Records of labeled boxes
◇ ◇ ◇ ◇

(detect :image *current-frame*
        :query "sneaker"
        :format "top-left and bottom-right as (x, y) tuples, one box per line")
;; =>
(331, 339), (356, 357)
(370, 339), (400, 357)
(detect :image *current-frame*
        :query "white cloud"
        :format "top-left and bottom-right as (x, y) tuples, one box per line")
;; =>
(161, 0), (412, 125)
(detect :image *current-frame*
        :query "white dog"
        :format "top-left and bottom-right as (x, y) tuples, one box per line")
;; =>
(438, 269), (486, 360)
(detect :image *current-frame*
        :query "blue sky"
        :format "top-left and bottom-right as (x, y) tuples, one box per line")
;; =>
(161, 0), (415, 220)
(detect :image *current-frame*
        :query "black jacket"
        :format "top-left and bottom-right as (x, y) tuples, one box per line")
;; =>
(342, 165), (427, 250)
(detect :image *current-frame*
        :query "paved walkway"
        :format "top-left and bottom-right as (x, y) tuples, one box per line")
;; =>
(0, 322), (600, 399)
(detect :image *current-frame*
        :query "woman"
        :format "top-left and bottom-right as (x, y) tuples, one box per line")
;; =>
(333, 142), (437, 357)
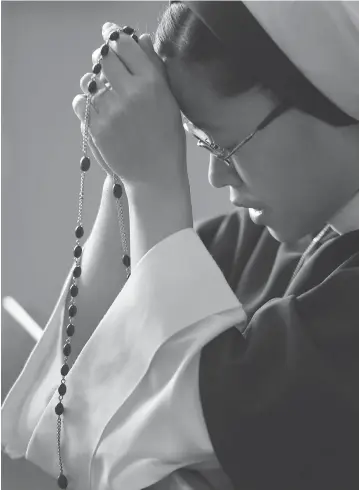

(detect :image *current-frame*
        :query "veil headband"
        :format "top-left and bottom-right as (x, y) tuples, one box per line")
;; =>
(169, 0), (359, 120)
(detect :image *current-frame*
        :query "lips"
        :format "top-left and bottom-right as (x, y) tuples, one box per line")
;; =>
(230, 197), (264, 211)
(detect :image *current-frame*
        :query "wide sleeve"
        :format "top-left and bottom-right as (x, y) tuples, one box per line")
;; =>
(199, 253), (359, 490)
(2, 222), (246, 490)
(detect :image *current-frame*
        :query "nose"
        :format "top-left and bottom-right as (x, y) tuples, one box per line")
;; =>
(208, 154), (243, 188)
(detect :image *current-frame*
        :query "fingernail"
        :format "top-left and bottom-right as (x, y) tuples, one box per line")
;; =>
(102, 22), (113, 34)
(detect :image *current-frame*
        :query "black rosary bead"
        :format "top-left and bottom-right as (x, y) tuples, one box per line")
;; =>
(66, 323), (75, 337)
(80, 157), (90, 172)
(75, 226), (84, 238)
(74, 245), (82, 259)
(122, 255), (131, 267)
(60, 362), (70, 376)
(57, 473), (68, 488)
(69, 305), (77, 318)
(62, 344), (71, 357)
(57, 383), (66, 396)
(109, 31), (120, 41)
(72, 265), (82, 279)
(92, 63), (102, 75)
(112, 184), (122, 199)
(55, 402), (64, 415)
(122, 26), (135, 36)
(87, 80), (97, 94)
(101, 44), (110, 56)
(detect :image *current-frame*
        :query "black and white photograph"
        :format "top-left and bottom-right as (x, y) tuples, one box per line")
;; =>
(1, 0), (359, 490)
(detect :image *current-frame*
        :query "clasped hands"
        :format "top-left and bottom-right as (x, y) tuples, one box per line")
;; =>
(72, 22), (189, 194)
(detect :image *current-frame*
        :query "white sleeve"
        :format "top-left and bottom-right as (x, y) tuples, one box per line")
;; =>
(2, 228), (246, 490)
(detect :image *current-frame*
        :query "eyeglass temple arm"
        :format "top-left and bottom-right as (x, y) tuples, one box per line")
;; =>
(226, 101), (291, 159)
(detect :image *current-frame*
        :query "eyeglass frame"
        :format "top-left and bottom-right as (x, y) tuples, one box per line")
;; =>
(182, 101), (291, 167)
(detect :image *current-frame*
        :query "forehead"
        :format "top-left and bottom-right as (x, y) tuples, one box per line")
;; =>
(165, 60), (237, 132)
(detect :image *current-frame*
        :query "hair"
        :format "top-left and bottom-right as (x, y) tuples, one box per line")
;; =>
(154, 2), (359, 126)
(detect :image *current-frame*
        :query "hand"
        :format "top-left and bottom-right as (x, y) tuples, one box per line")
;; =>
(73, 23), (188, 188)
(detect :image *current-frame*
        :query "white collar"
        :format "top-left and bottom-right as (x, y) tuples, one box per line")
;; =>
(328, 192), (359, 235)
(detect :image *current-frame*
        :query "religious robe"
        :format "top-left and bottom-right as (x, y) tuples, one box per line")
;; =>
(3, 203), (359, 490)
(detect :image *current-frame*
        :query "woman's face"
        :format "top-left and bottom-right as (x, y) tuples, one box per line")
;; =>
(164, 60), (359, 242)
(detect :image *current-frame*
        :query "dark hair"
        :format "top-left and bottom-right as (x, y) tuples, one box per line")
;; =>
(154, 2), (358, 126)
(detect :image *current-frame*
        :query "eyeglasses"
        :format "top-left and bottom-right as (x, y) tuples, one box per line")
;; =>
(182, 102), (290, 167)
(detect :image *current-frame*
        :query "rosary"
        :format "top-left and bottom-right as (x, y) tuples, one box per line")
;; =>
(55, 26), (138, 488)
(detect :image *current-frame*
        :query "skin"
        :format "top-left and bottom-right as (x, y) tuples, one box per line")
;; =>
(163, 59), (359, 242)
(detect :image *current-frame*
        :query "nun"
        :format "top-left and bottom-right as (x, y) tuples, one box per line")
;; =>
(2, 1), (359, 490)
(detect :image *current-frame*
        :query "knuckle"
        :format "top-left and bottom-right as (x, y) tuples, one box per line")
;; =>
(80, 73), (93, 92)
(92, 48), (101, 65)
(72, 94), (85, 117)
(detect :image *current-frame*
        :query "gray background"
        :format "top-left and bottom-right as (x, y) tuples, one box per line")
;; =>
(1, 1), (234, 490)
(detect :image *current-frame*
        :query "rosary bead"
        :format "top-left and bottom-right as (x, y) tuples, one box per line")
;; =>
(112, 184), (122, 199)
(57, 473), (68, 488)
(69, 305), (77, 318)
(80, 157), (90, 172)
(72, 265), (82, 278)
(87, 80), (97, 94)
(62, 344), (71, 357)
(57, 383), (66, 396)
(66, 323), (75, 337)
(92, 63), (102, 75)
(55, 402), (64, 415)
(61, 362), (70, 376)
(101, 44), (110, 56)
(109, 31), (120, 41)
(74, 245), (82, 259)
(75, 226), (84, 238)
(122, 26), (135, 36)
(122, 255), (131, 267)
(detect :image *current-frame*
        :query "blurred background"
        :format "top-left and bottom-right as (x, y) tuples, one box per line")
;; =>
(1, 1), (234, 490)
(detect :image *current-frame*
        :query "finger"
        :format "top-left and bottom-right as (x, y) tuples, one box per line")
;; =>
(139, 33), (167, 75)
(72, 94), (97, 125)
(92, 44), (131, 95)
(102, 22), (153, 76)
(80, 73), (107, 94)
(81, 123), (113, 174)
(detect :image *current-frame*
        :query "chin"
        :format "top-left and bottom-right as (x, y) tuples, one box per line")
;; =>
(267, 226), (307, 243)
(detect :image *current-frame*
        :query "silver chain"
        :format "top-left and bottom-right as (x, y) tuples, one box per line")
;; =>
(57, 42), (131, 480)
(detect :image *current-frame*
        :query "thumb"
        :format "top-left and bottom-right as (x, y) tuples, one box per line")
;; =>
(139, 33), (166, 76)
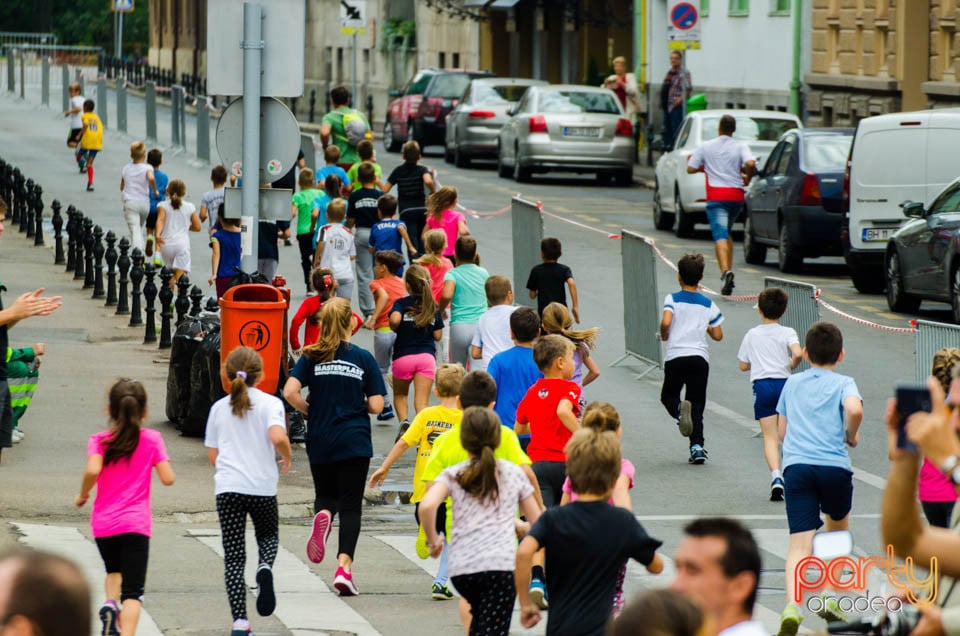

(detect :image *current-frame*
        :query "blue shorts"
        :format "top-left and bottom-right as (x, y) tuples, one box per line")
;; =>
(707, 201), (743, 241)
(783, 464), (853, 534)
(753, 378), (787, 420)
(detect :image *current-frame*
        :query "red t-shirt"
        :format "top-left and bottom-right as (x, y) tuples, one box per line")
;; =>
(517, 378), (580, 462)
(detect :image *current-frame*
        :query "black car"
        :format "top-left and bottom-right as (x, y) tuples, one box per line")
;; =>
(743, 128), (853, 272)
(884, 181), (960, 323)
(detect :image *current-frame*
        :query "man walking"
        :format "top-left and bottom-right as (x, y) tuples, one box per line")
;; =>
(687, 115), (757, 296)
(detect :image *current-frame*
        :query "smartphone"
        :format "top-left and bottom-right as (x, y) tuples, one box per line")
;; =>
(897, 386), (933, 453)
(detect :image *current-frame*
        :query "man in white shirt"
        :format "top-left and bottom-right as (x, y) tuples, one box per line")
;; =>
(670, 517), (769, 636)
(687, 115), (757, 296)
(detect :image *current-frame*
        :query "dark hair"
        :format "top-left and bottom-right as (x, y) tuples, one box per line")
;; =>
(540, 236), (563, 261)
(677, 254), (704, 287)
(103, 378), (147, 464)
(510, 307), (540, 342)
(803, 321), (843, 364)
(757, 287), (789, 320)
(456, 406), (500, 502)
(683, 517), (761, 614)
(460, 371), (497, 409)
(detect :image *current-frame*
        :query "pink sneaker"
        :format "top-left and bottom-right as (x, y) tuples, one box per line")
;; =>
(333, 567), (360, 596)
(307, 510), (333, 563)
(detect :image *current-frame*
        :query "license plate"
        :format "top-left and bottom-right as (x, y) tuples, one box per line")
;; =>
(563, 127), (600, 137)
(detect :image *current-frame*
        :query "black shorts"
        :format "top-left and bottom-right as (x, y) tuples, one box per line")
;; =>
(96, 532), (150, 602)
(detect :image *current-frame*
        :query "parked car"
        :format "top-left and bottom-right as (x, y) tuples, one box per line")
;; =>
(444, 77), (547, 168)
(884, 179), (960, 323)
(841, 108), (960, 293)
(497, 84), (634, 186)
(653, 110), (803, 236)
(743, 128), (853, 273)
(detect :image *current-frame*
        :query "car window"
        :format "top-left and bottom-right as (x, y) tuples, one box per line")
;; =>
(540, 90), (620, 115)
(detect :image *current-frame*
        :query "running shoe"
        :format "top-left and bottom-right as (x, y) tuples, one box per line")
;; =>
(307, 510), (333, 563)
(770, 477), (783, 501)
(677, 400), (693, 437)
(333, 567), (360, 596)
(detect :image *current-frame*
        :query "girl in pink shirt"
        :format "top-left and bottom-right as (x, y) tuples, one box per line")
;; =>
(74, 379), (175, 636)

◇ ◇ ◇ ◇

WHAT TO DO
Reproduce verbatim the lines from the start of the items through the line containing "(370, 339), (400, 357)", including that line.

EXERCISE ANSWER
(detect :image *current-frame*
        :query "sneaker"
        :format "top-left and bottom-right as (x, y) tuples, one box per line")
;; =>
(331, 339), (356, 357)
(370, 339), (400, 357)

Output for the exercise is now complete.